I struggle for so many years just to lose weight though I am not overweight or obese. I gain some then after a couple of months lose some... I became frustrated. I cannot maintain the weight and the body figure that I desire. I cannot see myself in a two-piece bikini without worrying the fats around my waist rolling as I run and jump. I cannot look my face at the mirror not thinking how it became blotted.
I do worry a lot and I want to worry not.. Although I know as nurse that I have an appropriate weight for my height but I still can't help myself to think of losing weight. I tried a lot of things just to achieve the figure I want, well except for cosmetic surgery because I can't afford that, but to no avail.
Now, I am 30 and still struggling. But there are a lot of things that I realized as I strongly pursue my desire to be curvaceous. I learned that it is the determination that can make it happen. Whatever diet programs or exercises I am in, it will be useless if without determination and I am lack of that. I do think much of my physical aspect which sometimes I forgot that I needed to prioritized my health more than anything else.
Now for me, the best diet in the world is a balanced diet. It should be with the six essential nutrients which are the carbohydrates, fats, protein, water, minerals and vitamins that our body needs for energy. People tend to gain weight because they eat more than the dietary prescription. Maintaining the balanced diet that is right for the weight plus exercise would mean a desirable weight.
Although now I still think of my disproportioned, shall I say it, figure but I have already begun to think how lucky I am that I am healthy and that alone makes me happy.

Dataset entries
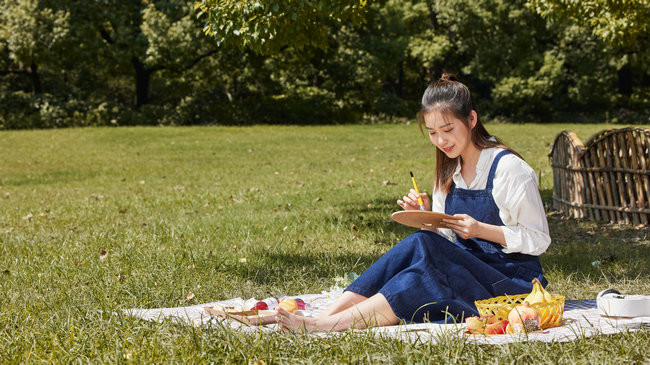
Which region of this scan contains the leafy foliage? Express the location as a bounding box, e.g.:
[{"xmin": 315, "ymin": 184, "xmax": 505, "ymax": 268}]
[
  {"xmin": 0, "ymin": 0, "xmax": 650, "ymax": 128},
  {"xmin": 195, "ymin": 0, "xmax": 366, "ymax": 53},
  {"xmin": 529, "ymin": 0, "xmax": 650, "ymax": 46}
]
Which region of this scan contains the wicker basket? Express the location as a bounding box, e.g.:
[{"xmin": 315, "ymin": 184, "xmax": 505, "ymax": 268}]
[{"xmin": 474, "ymin": 294, "xmax": 564, "ymax": 329}]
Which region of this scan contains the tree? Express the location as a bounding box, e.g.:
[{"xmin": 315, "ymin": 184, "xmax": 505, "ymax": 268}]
[
  {"xmin": 528, "ymin": 0, "xmax": 650, "ymax": 47},
  {"xmin": 0, "ymin": 0, "xmax": 68, "ymax": 95},
  {"xmin": 195, "ymin": 0, "xmax": 366, "ymax": 53}
]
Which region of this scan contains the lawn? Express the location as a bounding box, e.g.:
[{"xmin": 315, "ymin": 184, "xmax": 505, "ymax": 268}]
[{"xmin": 0, "ymin": 124, "xmax": 650, "ymax": 363}]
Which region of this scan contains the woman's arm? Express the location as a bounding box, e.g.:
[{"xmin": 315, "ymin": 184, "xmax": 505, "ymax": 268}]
[
  {"xmin": 443, "ymin": 214, "xmax": 507, "ymax": 246},
  {"xmin": 445, "ymin": 155, "xmax": 551, "ymax": 255}
]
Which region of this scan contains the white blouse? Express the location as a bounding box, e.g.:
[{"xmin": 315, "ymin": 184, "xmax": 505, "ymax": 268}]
[{"xmin": 431, "ymin": 148, "xmax": 551, "ymax": 256}]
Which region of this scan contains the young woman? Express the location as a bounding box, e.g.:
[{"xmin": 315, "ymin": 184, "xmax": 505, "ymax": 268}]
[{"xmin": 278, "ymin": 74, "xmax": 551, "ymax": 331}]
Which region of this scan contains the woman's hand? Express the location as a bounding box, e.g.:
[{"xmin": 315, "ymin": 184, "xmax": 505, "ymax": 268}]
[
  {"xmin": 442, "ymin": 214, "xmax": 482, "ymax": 239},
  {"xmin": 397, "ymin": 189, "xmax": 431, "ymax": 210}
]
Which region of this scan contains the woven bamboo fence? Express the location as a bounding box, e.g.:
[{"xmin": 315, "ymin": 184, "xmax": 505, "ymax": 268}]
[{"xmin": 548, "ymin": 127, "xmax": 650, "ymax": 225}]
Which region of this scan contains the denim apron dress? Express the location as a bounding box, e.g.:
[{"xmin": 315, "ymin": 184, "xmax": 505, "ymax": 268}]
[{"xmin": 345, "ymin": 150, "xmax": 548, "ymax": 323}]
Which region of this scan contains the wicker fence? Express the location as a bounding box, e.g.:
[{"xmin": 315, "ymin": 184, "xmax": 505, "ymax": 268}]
[{"xmin": 549, "ymin": 128, "xmax": 650, "ymax": 225}]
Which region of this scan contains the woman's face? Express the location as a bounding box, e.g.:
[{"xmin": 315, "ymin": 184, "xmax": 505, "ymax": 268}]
[{"xmin": 424, "ymin": 110, "xmax": 476, "ymax": 158}]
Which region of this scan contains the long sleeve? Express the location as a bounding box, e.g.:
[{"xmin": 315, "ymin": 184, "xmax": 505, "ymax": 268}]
[
  {"xmin": 431, "ymin": 187, "xmax": 456, "ymax": 242},
  {"xmin": 492, "ymin": 155, "xmax": 551, "ymax": 256}
]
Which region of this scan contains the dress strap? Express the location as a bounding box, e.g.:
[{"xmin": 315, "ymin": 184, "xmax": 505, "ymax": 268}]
[{"xmin": 485, "ymin": 150, "xmax": 512, "ymax": 190}]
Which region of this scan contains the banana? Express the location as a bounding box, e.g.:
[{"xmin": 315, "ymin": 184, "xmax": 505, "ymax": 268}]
[
  {"xmin": 540, "ymin": 285, "xmax": 553, "ymax": 303},
  {"xmin": 524, "ymin": 278, "xmax": 553, "ymax": 304},
  {"xmin": 524, "ymin": 279, "xmax": 544, "ymax": 304}
]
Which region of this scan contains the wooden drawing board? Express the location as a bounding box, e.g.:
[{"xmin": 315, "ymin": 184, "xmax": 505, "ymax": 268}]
[
  {"xmin": 391, "ymin": 210, "xmax": 461, "ymax": 229},
  {"xmin": 203, "ymin": 307, "xmax": 277, "ymax": 326}
]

**WHAT IS BEING ASKED**
Can you transcribe the piece on losing weight word for word, from "I do worry a" up to and including "than anything else."?

**TASK SOLUTION**
I do worry a lot and I want to worry not.. Although I know as nurse that I have an appropriate weight for my height but I still can't help myself to think of losing weight. I tried a lot of things just to achieve the figure I want, well except for cosmetic surgery because I can't afford that, but to no avail.
Now, I am 30 and still struggling. But there are a lot of things that I realized as I strongly pursue my desire to be curvaceous. I learned that it is the determination that can make it happen. Whatever diet programs or exercises I am in, it will be useless if without determination and I am lack of that. I do think much of my physical aspect which sometimes I forgot that I needed to prioritized my health more than anything else.